◆ **Instructions for the task**: From the data below, repeat exactly the lines from the line with "Query: sunlit plastic wall" to the line with "of the metal", both included.

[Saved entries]
BEGIN

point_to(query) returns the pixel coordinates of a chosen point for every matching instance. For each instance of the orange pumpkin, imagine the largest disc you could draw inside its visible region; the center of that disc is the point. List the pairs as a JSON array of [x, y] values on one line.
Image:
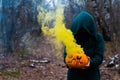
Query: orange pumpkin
[[77, 60]]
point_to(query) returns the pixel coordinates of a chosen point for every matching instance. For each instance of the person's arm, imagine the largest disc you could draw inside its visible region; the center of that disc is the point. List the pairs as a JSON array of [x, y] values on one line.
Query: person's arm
[[97, 59]]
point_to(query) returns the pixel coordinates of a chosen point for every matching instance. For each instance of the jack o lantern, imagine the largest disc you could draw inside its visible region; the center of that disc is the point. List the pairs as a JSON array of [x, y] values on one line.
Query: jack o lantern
[[77, 60]]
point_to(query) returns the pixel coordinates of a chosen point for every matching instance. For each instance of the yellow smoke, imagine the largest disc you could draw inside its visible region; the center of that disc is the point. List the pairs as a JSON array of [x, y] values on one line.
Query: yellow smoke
[[60, 33]]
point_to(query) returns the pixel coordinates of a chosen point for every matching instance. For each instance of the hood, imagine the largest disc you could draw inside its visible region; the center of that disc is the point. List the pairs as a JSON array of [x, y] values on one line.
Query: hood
[[86, 21]]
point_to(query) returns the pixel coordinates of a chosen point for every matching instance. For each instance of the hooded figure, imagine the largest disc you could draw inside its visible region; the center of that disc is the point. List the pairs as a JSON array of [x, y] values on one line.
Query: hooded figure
[[85, 33]]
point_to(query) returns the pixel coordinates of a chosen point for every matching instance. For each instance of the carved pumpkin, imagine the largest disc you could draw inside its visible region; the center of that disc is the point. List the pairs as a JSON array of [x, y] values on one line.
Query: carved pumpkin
[[77, 60]]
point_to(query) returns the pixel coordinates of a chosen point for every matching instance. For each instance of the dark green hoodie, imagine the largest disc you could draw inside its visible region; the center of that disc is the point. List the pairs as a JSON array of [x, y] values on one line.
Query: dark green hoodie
[[92, 43]]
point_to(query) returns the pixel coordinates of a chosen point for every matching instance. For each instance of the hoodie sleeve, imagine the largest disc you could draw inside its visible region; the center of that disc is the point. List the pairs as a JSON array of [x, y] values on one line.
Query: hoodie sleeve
[[97, 59]]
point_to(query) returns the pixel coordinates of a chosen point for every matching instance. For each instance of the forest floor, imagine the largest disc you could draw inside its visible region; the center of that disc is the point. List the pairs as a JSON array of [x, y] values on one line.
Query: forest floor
[[45, 63]]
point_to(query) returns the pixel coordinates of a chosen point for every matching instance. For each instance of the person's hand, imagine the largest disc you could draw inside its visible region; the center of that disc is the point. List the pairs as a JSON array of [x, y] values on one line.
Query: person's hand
[[86, 66]]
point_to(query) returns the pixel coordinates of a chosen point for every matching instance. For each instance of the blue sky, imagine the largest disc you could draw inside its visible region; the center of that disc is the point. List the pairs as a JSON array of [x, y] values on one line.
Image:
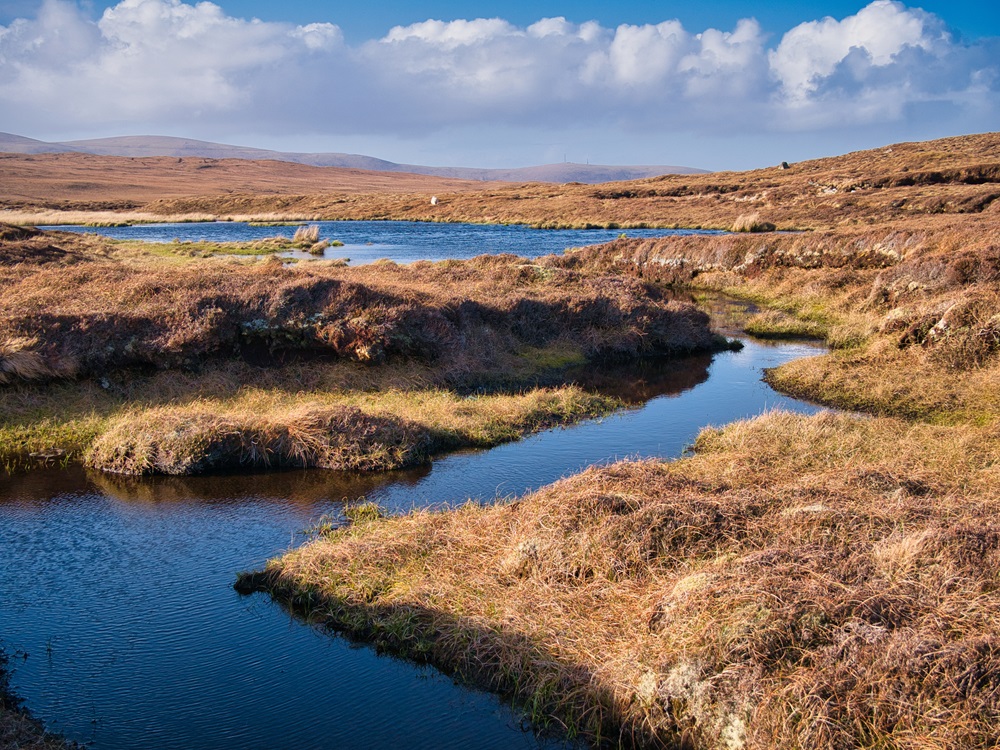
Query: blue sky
[[719, 85]]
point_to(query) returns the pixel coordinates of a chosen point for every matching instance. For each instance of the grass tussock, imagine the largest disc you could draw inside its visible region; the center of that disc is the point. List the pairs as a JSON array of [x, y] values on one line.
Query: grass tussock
[[358, 432], [19, 730], [752, 223], [803, 582], [171, 441]]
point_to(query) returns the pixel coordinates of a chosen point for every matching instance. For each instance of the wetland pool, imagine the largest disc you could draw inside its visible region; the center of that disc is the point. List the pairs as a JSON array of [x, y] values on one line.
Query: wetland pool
[[117, 606], [401, 241]]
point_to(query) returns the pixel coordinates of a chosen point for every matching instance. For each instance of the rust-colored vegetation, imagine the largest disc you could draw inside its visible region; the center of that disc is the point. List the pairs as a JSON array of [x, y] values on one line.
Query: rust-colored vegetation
[[903, 182], [803, 582], [151, 363]]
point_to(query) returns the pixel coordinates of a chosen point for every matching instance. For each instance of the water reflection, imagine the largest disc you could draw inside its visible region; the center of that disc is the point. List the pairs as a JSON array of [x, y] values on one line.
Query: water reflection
[[120, 591]]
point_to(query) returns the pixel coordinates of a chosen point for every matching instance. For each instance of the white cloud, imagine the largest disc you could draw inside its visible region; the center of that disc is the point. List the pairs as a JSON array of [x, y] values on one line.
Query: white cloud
[[149, 65], [880, 32]]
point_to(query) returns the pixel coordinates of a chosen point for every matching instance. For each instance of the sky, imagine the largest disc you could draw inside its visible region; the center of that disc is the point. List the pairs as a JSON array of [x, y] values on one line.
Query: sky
[[731, 84]]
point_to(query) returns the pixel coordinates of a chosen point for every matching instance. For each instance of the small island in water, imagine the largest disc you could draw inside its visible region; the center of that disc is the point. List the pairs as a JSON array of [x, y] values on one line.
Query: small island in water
[[825, 580]]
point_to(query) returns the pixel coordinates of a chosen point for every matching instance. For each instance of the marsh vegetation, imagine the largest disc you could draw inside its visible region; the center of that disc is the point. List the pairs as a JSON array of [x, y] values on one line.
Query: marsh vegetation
[[821, 581]]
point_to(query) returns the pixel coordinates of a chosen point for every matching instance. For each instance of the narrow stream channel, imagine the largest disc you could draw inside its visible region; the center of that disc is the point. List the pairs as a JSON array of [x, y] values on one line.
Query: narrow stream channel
[[116, 596]]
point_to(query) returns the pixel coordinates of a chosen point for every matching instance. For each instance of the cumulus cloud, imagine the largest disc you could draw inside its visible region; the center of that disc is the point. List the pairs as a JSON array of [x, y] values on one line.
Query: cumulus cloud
[[148, 64]]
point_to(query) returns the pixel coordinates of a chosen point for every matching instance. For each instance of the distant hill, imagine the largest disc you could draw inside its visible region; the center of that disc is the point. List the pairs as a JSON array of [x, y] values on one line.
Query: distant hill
[[158, 145]]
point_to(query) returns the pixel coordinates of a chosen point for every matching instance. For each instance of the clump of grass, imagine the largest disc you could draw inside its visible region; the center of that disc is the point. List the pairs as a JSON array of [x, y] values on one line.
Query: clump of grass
[[361, 513], [751, 223], [712, 601], [473, 316], [306, 236], [18, 728], [775, 324], [187, 441]]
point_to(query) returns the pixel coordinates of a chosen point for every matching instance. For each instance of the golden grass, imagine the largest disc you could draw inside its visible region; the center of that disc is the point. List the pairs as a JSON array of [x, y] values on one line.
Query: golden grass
[[345, 431], [802, 582], [92, 311], [18, 729], [904, 182]]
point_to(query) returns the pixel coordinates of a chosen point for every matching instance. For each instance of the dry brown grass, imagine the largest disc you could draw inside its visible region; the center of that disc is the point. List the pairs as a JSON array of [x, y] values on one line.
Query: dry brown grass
[[904, 182], [472, 319], [801, 582], [18, 729], [373, 430]]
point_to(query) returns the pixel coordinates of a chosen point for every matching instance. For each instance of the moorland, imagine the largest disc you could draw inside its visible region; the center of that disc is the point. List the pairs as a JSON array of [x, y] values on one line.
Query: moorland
[[799, 581]]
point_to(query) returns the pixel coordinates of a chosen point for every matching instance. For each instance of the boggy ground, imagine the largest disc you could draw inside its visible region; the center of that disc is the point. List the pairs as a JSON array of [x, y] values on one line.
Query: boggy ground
[[901, 182], [809, 582], [149, 363]]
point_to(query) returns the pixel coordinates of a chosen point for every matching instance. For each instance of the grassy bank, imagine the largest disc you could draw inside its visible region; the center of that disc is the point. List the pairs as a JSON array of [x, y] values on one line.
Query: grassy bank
[[145, 361], [802, 582], [18, 729], [903, 182], [826, 581]]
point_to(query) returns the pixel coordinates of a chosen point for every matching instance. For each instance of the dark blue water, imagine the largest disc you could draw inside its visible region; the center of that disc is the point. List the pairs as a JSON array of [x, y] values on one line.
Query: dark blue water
[[402, 241], [120, 592]]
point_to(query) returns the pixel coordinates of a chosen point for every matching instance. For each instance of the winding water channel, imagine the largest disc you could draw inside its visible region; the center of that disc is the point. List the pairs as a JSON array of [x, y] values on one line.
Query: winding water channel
[[116, 596]]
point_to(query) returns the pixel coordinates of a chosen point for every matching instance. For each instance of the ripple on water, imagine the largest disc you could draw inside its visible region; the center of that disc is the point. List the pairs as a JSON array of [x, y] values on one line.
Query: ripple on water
[[121, 591]]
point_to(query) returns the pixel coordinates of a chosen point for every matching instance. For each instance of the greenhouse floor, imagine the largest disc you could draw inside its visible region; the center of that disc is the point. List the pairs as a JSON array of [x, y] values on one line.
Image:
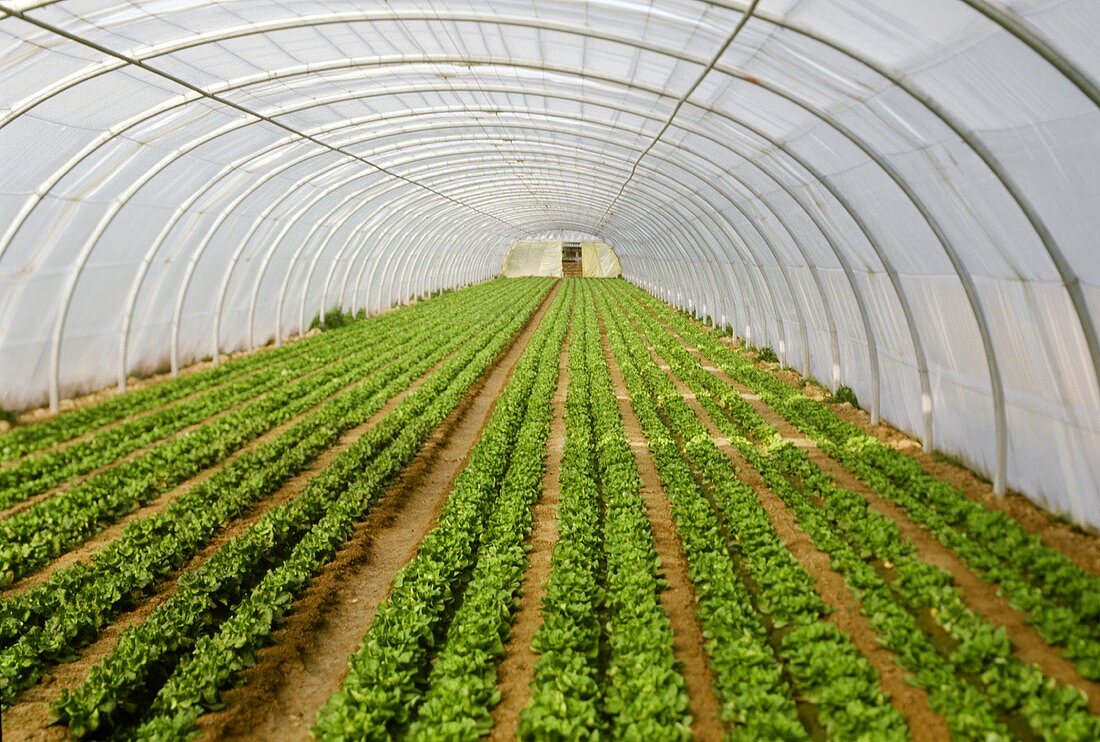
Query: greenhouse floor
[[751, 494]]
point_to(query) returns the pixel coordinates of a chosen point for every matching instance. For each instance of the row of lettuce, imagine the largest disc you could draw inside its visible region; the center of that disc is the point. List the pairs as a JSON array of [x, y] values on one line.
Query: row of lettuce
[[965, 663], [427, 668], [36, 534], [260, 568]]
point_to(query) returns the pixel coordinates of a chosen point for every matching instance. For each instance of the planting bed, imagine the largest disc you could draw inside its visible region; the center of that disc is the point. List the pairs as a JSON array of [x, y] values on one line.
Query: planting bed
[[535, 508]]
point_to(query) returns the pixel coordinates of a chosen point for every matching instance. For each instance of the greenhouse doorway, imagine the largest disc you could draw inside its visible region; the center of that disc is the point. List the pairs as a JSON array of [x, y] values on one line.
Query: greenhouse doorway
[[571, 259], [558, 257]]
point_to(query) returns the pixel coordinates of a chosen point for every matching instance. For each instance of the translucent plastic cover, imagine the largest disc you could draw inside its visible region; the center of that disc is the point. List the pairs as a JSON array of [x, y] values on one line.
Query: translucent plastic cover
[[897, 196]]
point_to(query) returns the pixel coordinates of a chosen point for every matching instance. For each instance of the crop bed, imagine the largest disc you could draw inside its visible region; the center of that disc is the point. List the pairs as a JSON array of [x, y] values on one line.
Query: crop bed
[[534, 508]]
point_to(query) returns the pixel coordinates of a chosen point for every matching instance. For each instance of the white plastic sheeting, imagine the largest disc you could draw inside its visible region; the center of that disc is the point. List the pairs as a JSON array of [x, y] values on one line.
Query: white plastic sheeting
[[598, 261], [532, 257], [899, 196]]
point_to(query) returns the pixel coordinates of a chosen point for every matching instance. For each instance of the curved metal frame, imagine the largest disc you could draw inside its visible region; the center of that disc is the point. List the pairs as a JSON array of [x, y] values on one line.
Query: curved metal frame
[[1019, 29]]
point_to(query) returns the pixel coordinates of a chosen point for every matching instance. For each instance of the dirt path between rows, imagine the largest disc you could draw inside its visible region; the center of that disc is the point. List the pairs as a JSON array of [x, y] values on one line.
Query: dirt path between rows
[[979, 596], [912, 702], [78, 479], [26, 719], [1076, 544], [679, 597], [516, 669], [88, 550], [295, 676], [68, 443]]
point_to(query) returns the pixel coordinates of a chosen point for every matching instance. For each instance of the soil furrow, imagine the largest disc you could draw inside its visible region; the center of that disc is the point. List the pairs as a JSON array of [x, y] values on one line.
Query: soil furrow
[[980, 596], [679, 597], [92, 545], [295, 676], [516, 671], [925, 723], [30, 713]]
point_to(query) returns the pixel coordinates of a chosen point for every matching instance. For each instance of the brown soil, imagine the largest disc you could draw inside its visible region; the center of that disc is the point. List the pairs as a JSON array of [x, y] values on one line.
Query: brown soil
[[1078, 545], [111, 425], [911, 701], [88, 550], [980, 597], [846, 609], [516, 671], [28, 717], [679, 597], [80, 478], [295, 676]]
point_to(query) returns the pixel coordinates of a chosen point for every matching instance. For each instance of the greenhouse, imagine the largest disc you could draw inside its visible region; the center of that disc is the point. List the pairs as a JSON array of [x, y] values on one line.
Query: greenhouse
[[656, 369]]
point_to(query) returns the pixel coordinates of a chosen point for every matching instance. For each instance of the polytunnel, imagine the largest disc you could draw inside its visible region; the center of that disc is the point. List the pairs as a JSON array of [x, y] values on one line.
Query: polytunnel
[[652, 369], [897, 197]]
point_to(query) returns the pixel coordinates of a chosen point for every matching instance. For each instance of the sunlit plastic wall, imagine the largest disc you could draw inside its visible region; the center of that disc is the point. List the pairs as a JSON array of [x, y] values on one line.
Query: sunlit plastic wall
[[897, 196]]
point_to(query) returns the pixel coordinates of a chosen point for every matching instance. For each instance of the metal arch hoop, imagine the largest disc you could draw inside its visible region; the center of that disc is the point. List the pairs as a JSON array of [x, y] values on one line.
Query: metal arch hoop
[[778, 319], [1073, 287]]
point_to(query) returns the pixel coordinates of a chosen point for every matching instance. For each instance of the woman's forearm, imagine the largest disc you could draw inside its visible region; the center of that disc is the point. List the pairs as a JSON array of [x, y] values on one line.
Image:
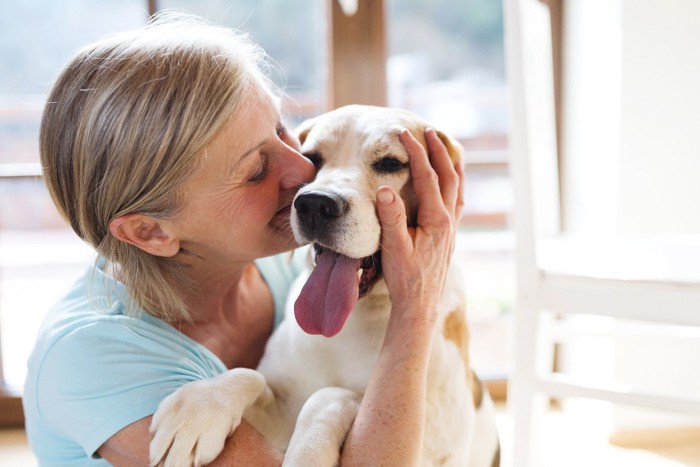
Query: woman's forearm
[[388, 429]]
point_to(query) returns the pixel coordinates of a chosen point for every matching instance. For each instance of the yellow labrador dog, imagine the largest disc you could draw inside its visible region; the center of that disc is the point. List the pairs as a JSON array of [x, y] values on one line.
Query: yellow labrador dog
[[305, 394]]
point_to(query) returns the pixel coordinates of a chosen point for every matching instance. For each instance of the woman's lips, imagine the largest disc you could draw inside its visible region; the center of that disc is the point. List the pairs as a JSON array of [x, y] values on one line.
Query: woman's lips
[[281, 217]]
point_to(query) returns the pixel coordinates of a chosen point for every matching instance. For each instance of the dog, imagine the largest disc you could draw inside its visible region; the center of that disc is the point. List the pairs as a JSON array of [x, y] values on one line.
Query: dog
[[307, 388]]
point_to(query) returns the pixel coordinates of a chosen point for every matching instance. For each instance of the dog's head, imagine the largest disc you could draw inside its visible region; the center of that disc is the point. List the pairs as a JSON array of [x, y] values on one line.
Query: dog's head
[[356, 149]]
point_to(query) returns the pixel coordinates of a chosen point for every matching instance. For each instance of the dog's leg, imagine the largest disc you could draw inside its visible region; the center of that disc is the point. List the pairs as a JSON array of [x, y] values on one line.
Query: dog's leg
[[192, 424], [321, 428]]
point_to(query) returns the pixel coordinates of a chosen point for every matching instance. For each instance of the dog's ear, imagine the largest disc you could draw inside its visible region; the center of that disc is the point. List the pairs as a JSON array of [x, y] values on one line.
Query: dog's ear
[[453, 147], [302, 131]]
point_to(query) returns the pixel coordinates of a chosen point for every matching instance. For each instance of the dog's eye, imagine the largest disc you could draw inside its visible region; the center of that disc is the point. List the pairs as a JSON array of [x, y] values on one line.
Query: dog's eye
[[389, 164], [315, 159]]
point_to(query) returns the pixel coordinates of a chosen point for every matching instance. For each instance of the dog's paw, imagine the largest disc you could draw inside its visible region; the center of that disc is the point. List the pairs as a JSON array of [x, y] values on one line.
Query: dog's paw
[[321, 428], [192, 424]]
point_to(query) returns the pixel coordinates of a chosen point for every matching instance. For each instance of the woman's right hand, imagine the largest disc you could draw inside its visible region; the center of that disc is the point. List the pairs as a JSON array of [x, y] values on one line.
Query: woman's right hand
[[415, 260]]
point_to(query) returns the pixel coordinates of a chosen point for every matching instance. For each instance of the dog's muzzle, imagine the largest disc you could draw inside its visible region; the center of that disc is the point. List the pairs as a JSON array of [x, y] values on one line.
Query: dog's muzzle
[[317, 212]]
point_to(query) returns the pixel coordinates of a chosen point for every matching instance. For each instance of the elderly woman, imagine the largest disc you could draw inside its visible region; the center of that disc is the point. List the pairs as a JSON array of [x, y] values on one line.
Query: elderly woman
[[164, 149]]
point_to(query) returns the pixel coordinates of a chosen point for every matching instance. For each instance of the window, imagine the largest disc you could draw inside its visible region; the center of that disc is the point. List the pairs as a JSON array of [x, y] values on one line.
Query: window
[[444, 61]]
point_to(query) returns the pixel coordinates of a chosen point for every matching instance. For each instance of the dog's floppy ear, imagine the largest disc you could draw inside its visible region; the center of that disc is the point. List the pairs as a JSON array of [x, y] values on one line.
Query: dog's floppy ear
[[453, 147], [302, 131]]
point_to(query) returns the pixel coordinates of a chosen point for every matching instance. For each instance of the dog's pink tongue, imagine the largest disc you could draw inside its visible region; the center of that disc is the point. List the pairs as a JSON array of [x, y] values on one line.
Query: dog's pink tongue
[[329, 295]]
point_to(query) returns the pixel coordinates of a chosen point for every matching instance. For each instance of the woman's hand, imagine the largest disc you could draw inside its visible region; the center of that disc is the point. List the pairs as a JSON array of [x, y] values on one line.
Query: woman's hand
[[388, 429], [415, 260]]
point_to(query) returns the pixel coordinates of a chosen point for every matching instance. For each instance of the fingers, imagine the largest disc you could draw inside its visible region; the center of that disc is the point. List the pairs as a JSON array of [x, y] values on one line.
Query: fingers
[[445, 169], [436, 180], [392, 217]]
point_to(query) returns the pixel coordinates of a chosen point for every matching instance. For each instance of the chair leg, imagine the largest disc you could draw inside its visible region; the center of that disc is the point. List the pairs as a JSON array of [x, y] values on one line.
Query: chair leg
[[533, 358]]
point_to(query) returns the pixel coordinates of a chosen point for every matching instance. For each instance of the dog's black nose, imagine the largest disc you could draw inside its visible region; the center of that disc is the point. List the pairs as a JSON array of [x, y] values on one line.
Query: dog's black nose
[[317, 210]]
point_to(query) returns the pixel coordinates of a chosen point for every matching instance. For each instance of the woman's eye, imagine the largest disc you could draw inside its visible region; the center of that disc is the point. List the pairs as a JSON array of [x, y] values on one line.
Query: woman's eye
[[260, 173]]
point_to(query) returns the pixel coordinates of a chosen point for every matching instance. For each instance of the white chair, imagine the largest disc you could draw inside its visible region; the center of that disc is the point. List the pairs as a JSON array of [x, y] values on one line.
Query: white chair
[[642, 278]]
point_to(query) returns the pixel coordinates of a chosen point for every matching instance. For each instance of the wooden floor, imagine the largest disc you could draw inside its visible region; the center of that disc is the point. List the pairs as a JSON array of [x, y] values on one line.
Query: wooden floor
[[570, 438]]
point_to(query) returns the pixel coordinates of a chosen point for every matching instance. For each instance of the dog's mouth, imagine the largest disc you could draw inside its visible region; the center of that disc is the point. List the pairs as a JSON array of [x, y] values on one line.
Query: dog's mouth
[[333, 289]]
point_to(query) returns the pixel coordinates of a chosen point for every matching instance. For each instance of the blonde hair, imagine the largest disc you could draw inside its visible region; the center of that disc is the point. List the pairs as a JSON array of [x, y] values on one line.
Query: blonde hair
[[124, 129]]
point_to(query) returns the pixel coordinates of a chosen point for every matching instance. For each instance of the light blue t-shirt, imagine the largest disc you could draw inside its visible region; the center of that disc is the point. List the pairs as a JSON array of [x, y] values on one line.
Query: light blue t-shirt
[[94, 370]]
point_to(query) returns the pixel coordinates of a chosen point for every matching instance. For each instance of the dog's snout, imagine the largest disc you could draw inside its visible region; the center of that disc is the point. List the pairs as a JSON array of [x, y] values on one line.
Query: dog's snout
[[317, 210]]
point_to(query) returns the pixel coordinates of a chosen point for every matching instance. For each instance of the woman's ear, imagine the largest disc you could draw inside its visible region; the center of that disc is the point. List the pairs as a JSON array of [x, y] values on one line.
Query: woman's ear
[[147, 233]]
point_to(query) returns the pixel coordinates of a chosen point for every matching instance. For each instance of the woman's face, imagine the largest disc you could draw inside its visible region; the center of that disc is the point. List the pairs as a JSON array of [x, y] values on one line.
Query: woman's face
[[237, 207]]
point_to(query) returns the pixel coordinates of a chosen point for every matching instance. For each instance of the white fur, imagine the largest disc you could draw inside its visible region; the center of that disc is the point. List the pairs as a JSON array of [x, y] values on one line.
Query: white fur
[[316, 383]]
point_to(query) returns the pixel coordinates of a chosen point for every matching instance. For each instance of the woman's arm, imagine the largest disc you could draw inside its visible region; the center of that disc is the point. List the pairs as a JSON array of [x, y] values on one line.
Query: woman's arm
[[389, 427], [246, 447]]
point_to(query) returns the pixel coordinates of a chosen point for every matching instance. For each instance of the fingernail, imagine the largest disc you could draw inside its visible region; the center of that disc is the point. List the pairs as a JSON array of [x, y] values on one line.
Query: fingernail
[[385, 196]]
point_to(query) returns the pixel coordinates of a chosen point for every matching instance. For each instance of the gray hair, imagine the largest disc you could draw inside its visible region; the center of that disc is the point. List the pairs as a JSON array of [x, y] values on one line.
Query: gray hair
[[124, 129]]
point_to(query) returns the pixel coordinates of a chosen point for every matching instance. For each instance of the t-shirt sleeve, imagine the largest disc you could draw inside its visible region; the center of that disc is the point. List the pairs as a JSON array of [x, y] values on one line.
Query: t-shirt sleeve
[[110, 373], [280, 272]]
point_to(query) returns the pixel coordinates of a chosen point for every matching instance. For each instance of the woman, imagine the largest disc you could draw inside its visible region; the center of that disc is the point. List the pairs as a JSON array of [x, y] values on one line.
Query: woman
[[165, 151]]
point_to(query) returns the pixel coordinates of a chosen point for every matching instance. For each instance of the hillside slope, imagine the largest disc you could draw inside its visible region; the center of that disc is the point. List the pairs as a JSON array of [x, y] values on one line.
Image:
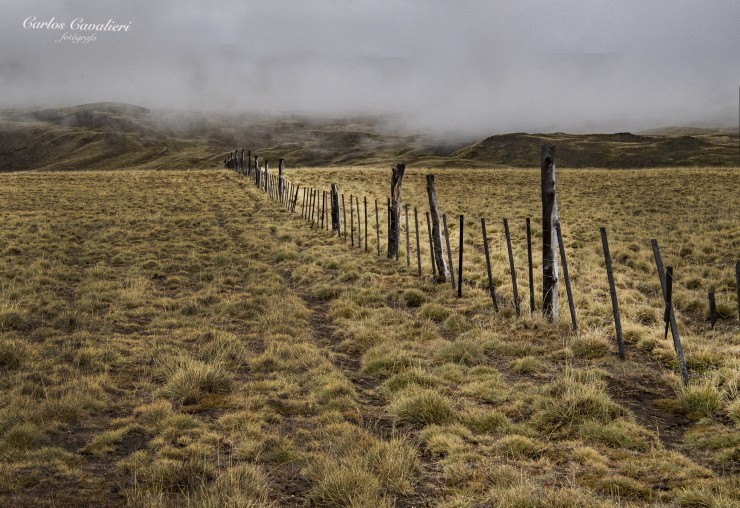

END

◆ **Result**:
Query: sunlit plastic wall
[[897, 196]]
point_to(query) returns the pixel coordinates of a chosen point for every matching instance. For each instance of the metal arch hoop, imagine the largest disc you could draw inside its visible region; the center of that disc is the point. List the pairs as a JSON array of [x, y] values on one line.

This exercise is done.